(Collected data)
## BEGIN
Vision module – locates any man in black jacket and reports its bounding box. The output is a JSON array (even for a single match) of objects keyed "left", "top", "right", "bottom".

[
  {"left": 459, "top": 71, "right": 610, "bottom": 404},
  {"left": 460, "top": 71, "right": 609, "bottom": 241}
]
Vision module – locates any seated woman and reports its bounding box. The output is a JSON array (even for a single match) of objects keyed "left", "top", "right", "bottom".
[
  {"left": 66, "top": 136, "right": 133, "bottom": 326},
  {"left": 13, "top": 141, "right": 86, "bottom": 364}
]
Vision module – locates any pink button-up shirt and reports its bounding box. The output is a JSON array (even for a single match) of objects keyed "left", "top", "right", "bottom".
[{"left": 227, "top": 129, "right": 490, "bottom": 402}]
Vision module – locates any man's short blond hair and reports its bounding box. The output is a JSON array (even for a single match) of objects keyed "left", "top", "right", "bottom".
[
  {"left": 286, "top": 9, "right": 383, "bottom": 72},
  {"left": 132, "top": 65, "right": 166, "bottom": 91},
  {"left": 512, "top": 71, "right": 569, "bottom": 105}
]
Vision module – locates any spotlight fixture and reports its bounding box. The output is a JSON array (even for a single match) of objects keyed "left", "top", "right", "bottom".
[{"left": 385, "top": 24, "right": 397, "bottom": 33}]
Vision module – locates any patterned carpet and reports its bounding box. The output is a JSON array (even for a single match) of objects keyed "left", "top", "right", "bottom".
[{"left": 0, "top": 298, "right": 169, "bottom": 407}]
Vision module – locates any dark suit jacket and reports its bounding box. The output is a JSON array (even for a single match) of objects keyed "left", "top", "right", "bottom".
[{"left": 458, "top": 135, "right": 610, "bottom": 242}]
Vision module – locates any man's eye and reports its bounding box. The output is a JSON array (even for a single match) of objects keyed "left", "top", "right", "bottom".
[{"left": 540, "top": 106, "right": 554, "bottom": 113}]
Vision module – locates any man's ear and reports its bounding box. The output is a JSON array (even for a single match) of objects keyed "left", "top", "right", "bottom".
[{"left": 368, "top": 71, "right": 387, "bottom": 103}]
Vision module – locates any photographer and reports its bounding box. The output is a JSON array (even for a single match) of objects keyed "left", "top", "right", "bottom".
## END
■ **Requirements**: Recast every line of the items above as a JSON list of strings, one string per line, omitting any blank lines.

■ **In response**:
[
  "Vision module – locates any man in black jacket and reports its bounding box. The output is a JSON array (even for a single match) of objects keyed \"left\", \"top\", \"right\", \"bottom\".",
  "[",
  "  {\"left\": 459, \"top\": 71, \"right\": 610, \"bottom\": 404},",
  "  {\"left\": 460, \"top\": 71, \"right\": 609, \"bottom\": 241}",
  "]",
  "Vision module – locates any seated woman and reports its bounding box. The output is a JSON array (even for a single match) of objects keyed \"left\", \"top\", \"right\", \"bottom\".",
  "[",
  "  {\"left\": 66, \"top\": 136, \"right\": 133, \"bottom\": 326},",
  "  {\"left\": 13, \"top\": 141, \"right\": 86, \"bottom\": 364}",
  "]",
  "Vision module – locates any pink button-up shirt and reports its bounding box. The output is a JSON array (even for a single match) of objects keyed \"left\", \"top\", \"right\", \"bottom\".",
  "[{\"left\": 227, \"top\": 129, \"right\": 490, \"bottom\": 402}]",
  "Vision module – locates any man's short blond hair and reports its bounding box. The output is a JSON array (even for a single match) of objects keyed \"left\", \"top\", \"right\", \"bottom\".",
  "[",
  "  {\"left\": 286, \"top\": 9, \"right\": 383, \"bottom\": 72},",
  "  {\"left\": 132, \"top\": 65, \"right\": 166, \"bottom\": 91},",
  "  {\"left\": 512, \"top\": 71, \"right\": 569, \"bottom\": 105}",
  "]",
  "Vision module – locates any spotlight fixture and reports its bounding box. The output is a JSON array (even for a single match) of objects keyed \"left\", \"top\", \"right\", \"bottom\".",
  "[{\"left\": 385, \"top\": 24, \"right\": 397, \"bottom\": 33}]",
  "Vision module – locates any patterned carpet and reports its bounding box. The output is a JSON array (even for a single match) of objects keyed \"left\", \"top\", \"right\", \"bottom\".",
  "[{\"left\": 0, \"top\": 298, \"right\": 169, \"bottom\": 407}]",
  "Vision module – locates any dark suit jacket and reports its bounding box. The output is a JSON array (even for a single match) of objects keyed \"left\", \"top\", \"right\", \"bottom\".",
  "[{\"left\": 458, \"top\": 135, \"right\": 610, \"bottom\": 242}]",
  "Vision module – locates any man's eye and reports its bounding box. The output is a JSON array (even for a single match) of objects keyed \"left\", \"top\", \"right\", \"bottom\".",
  "[{\"left\": 540, \"top\": 106, \"right\": 554, \"bottom\": 113}]",
  "Vision module – locates any man's ear and reports its bounding box. The output is a JSON array (even for a single match) of objects keyed \"left\", \"top\", \"right\", \"bottom\".",
  "[{\"left\": 368, \"top\": 71, \"right\": 387, \"bottom\": 103}]",
  "Vision module – locates any photographer and reports its bounding box. The output is a JSON array (even for a single match) of objects keyed \"left\", \"top\", \"right\", \"bottom\"."
]